(Named-object pointing records)

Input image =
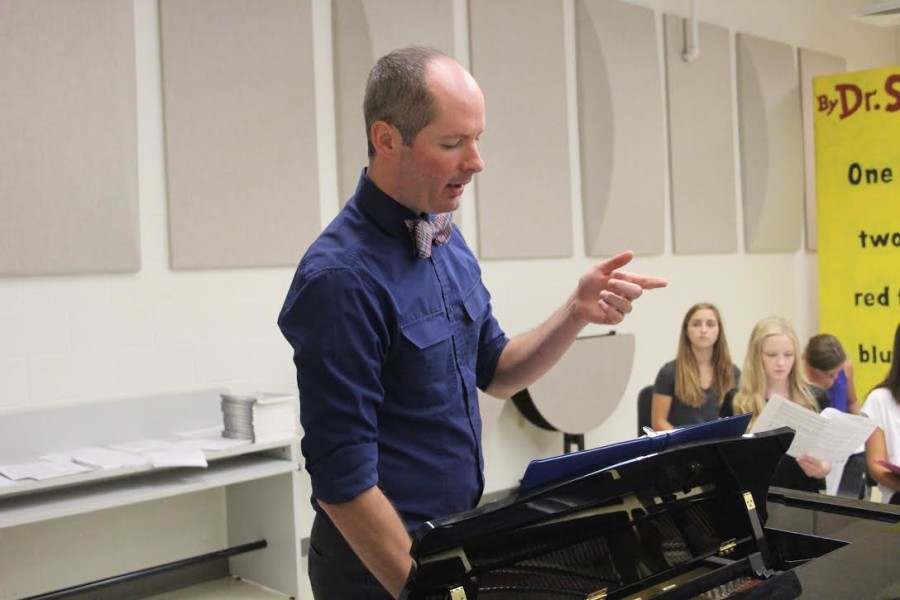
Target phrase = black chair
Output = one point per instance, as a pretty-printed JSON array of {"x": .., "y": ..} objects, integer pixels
[{"x": 645, "y": 397}]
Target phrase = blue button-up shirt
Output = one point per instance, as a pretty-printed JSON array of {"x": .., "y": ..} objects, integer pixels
[{"x": 389, "y": 349}]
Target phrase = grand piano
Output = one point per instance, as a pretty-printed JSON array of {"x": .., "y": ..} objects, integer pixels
[{"x": 691, "y": 516}]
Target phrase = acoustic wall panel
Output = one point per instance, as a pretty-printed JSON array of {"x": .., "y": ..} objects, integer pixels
[
  {"x": 621, "y": 132},
  {"x": 701, "y": 140},
  {"x": 585, "y": 387},
  {"x": 68, "y": 138},
  {"x": 240, "y": 126},
  {"x": 365, "y": 30},
  {"x": 812, "y": 64},
  {"x": 524, "y": 193},
  {"x": 771, "y": 141}
]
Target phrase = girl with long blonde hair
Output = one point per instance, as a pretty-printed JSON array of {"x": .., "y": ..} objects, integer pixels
[{"x": 771, "y": 368}]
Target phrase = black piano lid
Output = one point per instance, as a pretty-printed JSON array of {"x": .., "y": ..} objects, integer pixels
[
  {"x": 543, "y": 472},
  {"x": 733, "y": 465}
]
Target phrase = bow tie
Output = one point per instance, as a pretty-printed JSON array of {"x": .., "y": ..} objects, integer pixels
[{"x": 424, "y": 232}]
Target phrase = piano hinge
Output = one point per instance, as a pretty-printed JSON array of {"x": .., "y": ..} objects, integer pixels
[
  {"x": 458, "y": 593},
  {"x": 727, "y": 547},
  {"x": 748, "y": 500}
]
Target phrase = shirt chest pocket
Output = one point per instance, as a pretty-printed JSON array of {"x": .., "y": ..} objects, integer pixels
[{"x": 427, "y": 349}]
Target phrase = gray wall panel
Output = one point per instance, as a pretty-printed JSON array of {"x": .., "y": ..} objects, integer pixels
[
  {"x": 524, "y": 194},
  {"x": 240, "y": 125},
  {"x": 68, "y": 138},
  {"x": 771, "y": 142},
  {"x": 812, "y": 64},
  {"x": 701, "y": 140},
  {"x": 364, "y": 30}
]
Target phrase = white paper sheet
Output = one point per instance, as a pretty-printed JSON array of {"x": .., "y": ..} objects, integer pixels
[
  {"x": 41, "y": 469},
  {"x": 831, "y": 435},
  {"x": 107, "y": 458}
]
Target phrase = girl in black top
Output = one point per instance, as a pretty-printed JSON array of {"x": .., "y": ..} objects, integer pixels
[{"x": 690, "y": 389}]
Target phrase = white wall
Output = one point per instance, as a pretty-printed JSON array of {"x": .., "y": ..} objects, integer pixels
[{"x": 70, "y": 339}]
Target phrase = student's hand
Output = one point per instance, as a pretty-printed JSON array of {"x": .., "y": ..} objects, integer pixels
[
  {"x": 605, "y": 294},
  {"x": 814, "y": 467}
]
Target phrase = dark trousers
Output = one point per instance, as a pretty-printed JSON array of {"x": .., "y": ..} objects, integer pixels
[{"x": 335, "y": 572}]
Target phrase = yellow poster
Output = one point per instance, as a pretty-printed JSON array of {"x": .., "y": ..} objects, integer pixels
[{"x": 857, "y": 136}]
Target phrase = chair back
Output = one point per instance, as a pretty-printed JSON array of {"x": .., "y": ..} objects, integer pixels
[{"x": 645, "y": 398}]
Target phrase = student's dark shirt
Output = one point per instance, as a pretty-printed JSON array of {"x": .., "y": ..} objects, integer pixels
[{"x": 788, "y": 473}]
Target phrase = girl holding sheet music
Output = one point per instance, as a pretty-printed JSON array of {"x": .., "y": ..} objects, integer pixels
[
  {"x": 883, "y": 446},
  {"x": 772, "y": 368}
]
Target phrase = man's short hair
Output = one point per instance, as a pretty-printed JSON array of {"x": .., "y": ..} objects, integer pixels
[{"x": 397, "y": 92}]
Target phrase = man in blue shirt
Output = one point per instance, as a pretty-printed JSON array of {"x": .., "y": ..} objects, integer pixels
[{"x": 392, "y": 331}]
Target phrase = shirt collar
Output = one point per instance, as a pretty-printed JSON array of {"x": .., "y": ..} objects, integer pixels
[{"x": 388, "y": 214}]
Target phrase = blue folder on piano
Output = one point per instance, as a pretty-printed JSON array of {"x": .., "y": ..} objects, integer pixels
[{"x": 545, "y": 471}]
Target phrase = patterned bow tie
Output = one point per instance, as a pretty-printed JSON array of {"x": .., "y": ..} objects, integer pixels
[{"x": 424, "y": 233}]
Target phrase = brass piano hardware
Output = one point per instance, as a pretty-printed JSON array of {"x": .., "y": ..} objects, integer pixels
[
  {"x": 458, "y": 594},
  {"x": 727, "y": 547},
  {"x": 748, "y": 500}
]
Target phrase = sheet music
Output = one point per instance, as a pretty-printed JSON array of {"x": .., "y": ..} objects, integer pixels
[
  {"x": 831, "y": 435},
  {"x": 889, "y": 466}
]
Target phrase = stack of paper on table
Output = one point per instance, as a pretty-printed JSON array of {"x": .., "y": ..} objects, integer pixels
[
  {"x": 259, "y": 417},
  {"x": 830, "y": 435}
]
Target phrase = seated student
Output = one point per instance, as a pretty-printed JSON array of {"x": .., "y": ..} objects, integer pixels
[
  {"x": 826, "y": 365},
  {"x": 690, "y": 389},
  {"x": 770, "y": 368},
  {"x": 883, "y": 405}
]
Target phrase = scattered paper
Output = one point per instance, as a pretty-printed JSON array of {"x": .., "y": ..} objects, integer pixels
[
  {"x": 106, "y": 458},
  {"x": 41, "y": 469},
  {"x": 889, "y": 466},
  {"x": 829, "y": 435},
  {"x": 176, "y": 457}
]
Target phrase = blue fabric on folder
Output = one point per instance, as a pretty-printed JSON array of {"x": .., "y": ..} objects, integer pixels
[{"x": 545, "y": 471}]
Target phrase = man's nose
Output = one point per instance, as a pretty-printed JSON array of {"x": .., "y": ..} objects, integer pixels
[{"x": 474, "y": 162}]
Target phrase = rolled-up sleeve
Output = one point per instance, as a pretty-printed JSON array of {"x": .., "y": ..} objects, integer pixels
[{"x": 334, "y": 324}]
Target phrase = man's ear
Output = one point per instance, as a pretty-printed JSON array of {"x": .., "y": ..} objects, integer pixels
[{"x": 385, "y": 138}]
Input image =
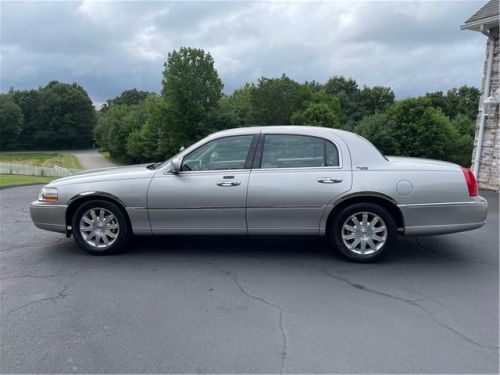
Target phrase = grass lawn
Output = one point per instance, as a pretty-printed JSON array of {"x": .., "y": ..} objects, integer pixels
[
  {"x": 41, "y": 159},
  {"x": 13, "y": 179}
]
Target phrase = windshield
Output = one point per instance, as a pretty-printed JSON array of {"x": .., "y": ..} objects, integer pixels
[{"x": 161, "y": 164}]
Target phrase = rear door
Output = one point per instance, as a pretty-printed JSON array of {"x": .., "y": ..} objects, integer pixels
[
  {"x": 208, "y": 195},
  {"x": 294, "y": 178}
]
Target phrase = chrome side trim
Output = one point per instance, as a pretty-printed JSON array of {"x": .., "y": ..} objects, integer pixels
[
  {"x": 430, "y": 230},
  {"x": 437, "y": 204}
]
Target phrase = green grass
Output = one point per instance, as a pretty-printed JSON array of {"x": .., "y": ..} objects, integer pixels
[
  {"x": 109, "y": 157},
  {"x": 42, "y": 159},
  {"x": 13, "y": 180}
]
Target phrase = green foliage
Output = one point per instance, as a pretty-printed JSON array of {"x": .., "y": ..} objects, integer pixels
[
  {"x": 234, "y": 110},
  {"x": 465, "y": 127},
  {"x": 191, "y": 89},
  {"x": 275, "y": 99},
  {"x": 117, "y": 125},
  {"x": 412, "y": 127},
  {"x": 318, "y": 114},
  {"x": 322, "y": 110},
  {"x": 357, "y": 103},
  {"x": 461, "y": 101},
  {"x": 11, "y": 122},
  {"x": 138, "y": 126},
  {"x": 377, "y": 129},
  {"x": 128, "y": 97},
  {"x": 57, "y": 116}
]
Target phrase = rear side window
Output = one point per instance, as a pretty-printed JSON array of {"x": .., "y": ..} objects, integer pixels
[{"x": 298, "y": 151}]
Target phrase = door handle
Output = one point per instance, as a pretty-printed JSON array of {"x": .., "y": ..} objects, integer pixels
[
  {"x": 228, "y": 183},
  {"x": 330, "y": 180}
]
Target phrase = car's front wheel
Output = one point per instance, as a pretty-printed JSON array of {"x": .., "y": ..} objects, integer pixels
[
  {"x": 363, "y": 232},
  {"x": 100, "y": 227}
]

→ **Task prompt**
Edit the part of the records that opens with the line containing "Target phrase = chrome side trim" and runs through the end of the records, changing "door handle" to "door latch" and leaving everything else unchanged.

→ **Response to the exercise**
Target phrase = chrome side trim
Output = one point per instance, as a pretty-printed JSON array of {"x": .., "y": ..} objects, integer pixels
[
  {"x": 430, "y": 230},
  {"x": 437, "y": 204}
]
Target phrase = green grass
Output = one point per instance, as a pretty-printed JSON array of {"x": .., "y": ..} objects, integer pixels
[
  {"x": 109, "y": 157},
  {"x": 42, "y": 159},
  {"x": 13, "y": 180}
]
Target phrase = green foliage
Output = one point per instance, as a pretty-printed JSON array of {"x": .., "y": ..} objects, integer pixels
[
  {"x": 234, "y": 110},
  {"x": 465, "y": 127},
  {"x": 191, "y": 89},
  {"x": 275, "y": 99},
  {"x": 117, "y": 125},
  {"x": 412, "y": 127},
  {"x": 318, "y": 114},
  {"x": 322, "y": 110},
  {"x": 357, "y": 103},
  {"x": 461, "y": 101},
  {"x": 11, "y": 122},
  {"x": 138, "y": 126},
  {"x": 377, "y": 129},
  {"x": 128, "y": 97},
  {"x": 57, "y": 116}
]
Target phrase = rear side window
Output = one point per instance, as a pretty-printed JSON array of {"x": .., "y": ..} objects, integer pixels
[{"x": 298, "y": 151}]
Target phrase = door latch
Output = one point per instance, as a pretty-printed JSON array of {"x": .., "y": ..} objects, integer pixels
[
  {"x": 228, "y": 183},
  {"x": 330, "y": 180}
]
Target phrase = car's front wheel
Output = one point per instance, as a pretty-printed JSON array of {"x": .., "y": ..} objects, integer pixels
[
  {"x": 363, "y": 232},
  {"x": 100, "y": 227}
]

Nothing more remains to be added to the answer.